Exercise set:
1. Write out the passage of the data types guide from "It’s appropriate, then, that" to "handle integers differently.".
2. In the data types guide, what title did the women who aided Alan Turing at Bletchley Park officially hold?

Selection:
* * * * * * * * *
Understanding Data: A Beginner’s Guide to Data Types and Structures

-Beginners-Guide-to-Data-Types-and-Structures

Explore the essentials of data types and structures in this beginner’s guide. Learn about integers, strings, floats, lists, dictionaries and more.

Reading Time 7 mins

Coding a function, an app, or a website is an act of creation no different from writing a short story or painting a picture. From very simple tools we create something where there never was something. Painters have pigments. Writers have words. Coders have data types.

Data types govern just about every aspect of coding. Each type represents a specific kind of thing stored in a computer’s memory, and has different ways of being used in writing code. They also range in complexity from the humble integer to the sophisticated dictionary. This article will lay out the basic data types, using Python as the base language, and will also discuss some more advanced data types that are relevant to data analysts and data scientists.

Computers, even with the wondrous innovations of generative AI in the last few years, are still— just as their name suggests—calculators. The earliest computers were people who performed simple and complex calculations faster than the average person. (All the women who aided Alan Turing in cracking codes at Bletchley Park officially held the title of computers.)

A hierarchical map of all the data types in Python
A hierarchical map of all the data types in Python. This article only discusses the most common ones: integers, floats, strings, lists, and dictionaries.
Source: Wikipedia

Simple Numbers

It’s appropriate, then, that the first data type we discuss is the humble integer. These are the whole numbers 0 to 9, in their millions of combinations from 0 to 999,999,999,999 and beyond, including negative numbers. Different programming languages handle integers differently.
* * * * * * * * *
Excerpts from annotation records:
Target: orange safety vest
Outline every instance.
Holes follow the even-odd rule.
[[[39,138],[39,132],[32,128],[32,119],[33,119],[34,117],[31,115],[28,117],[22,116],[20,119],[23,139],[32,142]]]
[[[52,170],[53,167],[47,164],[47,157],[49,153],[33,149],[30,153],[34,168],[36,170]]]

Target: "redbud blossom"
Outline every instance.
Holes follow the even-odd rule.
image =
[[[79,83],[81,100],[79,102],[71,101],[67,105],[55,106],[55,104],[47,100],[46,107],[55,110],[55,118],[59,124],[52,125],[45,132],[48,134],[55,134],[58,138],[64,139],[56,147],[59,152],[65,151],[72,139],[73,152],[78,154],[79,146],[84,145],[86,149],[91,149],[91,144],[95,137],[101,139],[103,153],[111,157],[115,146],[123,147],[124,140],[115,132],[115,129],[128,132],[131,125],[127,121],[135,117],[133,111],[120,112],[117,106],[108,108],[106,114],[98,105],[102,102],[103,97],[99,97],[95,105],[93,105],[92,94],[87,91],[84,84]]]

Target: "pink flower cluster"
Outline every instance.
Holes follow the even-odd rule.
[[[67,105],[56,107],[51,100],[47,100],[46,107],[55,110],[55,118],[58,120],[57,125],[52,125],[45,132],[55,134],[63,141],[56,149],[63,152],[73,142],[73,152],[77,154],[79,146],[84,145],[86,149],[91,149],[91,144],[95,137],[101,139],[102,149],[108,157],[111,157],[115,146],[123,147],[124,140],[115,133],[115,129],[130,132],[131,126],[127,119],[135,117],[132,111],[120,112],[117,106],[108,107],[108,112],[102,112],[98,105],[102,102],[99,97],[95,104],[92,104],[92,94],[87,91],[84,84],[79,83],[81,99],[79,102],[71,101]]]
* * * * * * * * *
Answers in order:
1.
It’s appropriate, then, that the first data type we discuss is the humble integer. These are the whole numbers 0 to 9, in their millions of combinations from 0 to 999,999,999,999 and beyond, including negative numbers. Different programming languages handle integers differently.

2. They officially held the title of computers.